Fotógrafo moçambicano está a
construir residência artística longe de Maputo para aproximar arte e
comunidades. Em entrevista à DW, critica falta de apoio do Governo.
Mário Macilau quer levar a
fotografia às comunidades e acabar com a percepção, ou realidade, de que a arte
é só para as elites e de que o seu lugar é apenas a galeria.
Para isso, o fotógrafo
moçambicano está a construir uma residência artística longe da metrópole
Maputo, justamente para aproximar artistas e comunidades.
Quanto a parcerias com outros
fotógrafos moçambicanos, Macilau diz que desistiu, pois há muita coisa que
origina o seu fracasso, pelo que pode contar apenas com trabalho "a
solo".
DW África: O que tens estado a
fazer nos últimos tempos?
Mário Macilau (MM): Tenho
estado a fazer quase o mesmo: trabalhar à medida em que vou pesquisando. E
trabalhar para mim é muito consistente. Embora vá mudando com o tempo, vou
tendo novas ideias em termos de temas e também porque para mim a fortografia,
de uma forma geral, não é uma coisa estática. Então, tenho estado a aprender
com o avanço da tecnologia, com a introdução da fotografia digital, tenho
estado a trabalhar nisso. Isso criou alguma possibilidade de refletir sobre o
que eu fiz, despertando algo em mim.

### EXCERTOS DOS REGISTOS:
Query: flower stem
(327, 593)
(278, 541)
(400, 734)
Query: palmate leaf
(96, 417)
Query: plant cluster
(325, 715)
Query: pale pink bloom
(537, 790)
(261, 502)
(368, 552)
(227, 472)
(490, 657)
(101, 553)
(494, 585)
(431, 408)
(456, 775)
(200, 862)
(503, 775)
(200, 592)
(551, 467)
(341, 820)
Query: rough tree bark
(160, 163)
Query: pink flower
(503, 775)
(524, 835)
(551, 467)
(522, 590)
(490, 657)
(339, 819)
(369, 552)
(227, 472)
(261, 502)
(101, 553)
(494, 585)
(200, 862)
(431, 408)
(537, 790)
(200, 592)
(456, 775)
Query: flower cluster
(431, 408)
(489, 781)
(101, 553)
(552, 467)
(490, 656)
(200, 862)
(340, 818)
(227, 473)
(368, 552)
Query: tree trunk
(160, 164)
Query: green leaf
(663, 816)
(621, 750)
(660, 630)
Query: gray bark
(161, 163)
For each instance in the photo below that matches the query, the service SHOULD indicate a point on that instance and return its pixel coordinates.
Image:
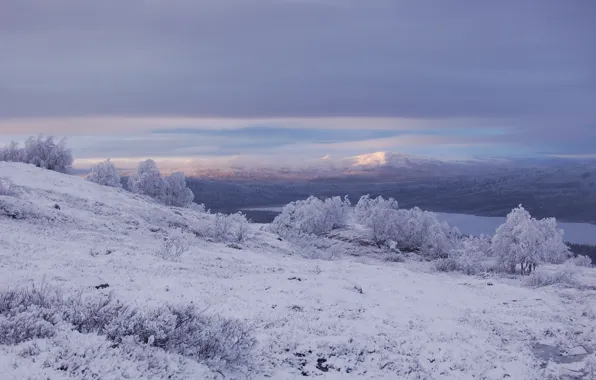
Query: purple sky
(272, 78)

### TAREFAS A REALIZAR:
**A)** Transcreva palavra por palavra o trecho do texto sobre Mário Macilau que vai de "Para isso, o" até "artistas e comunidades.".
**B)** Identifique nos registos todas as linhas com a palavra "bark" e copie-as.
Os registos não têm qualquer relação com o texto.

### SOLUÇÕES:
**A)**
Para isso, o fotógrafo
moçambicano está a construir uma residência artística longe da metrópole
Maputo, justamente para aproximar artistas e comunidades.

**B)**
Query: rough tree bark
Query: gray bark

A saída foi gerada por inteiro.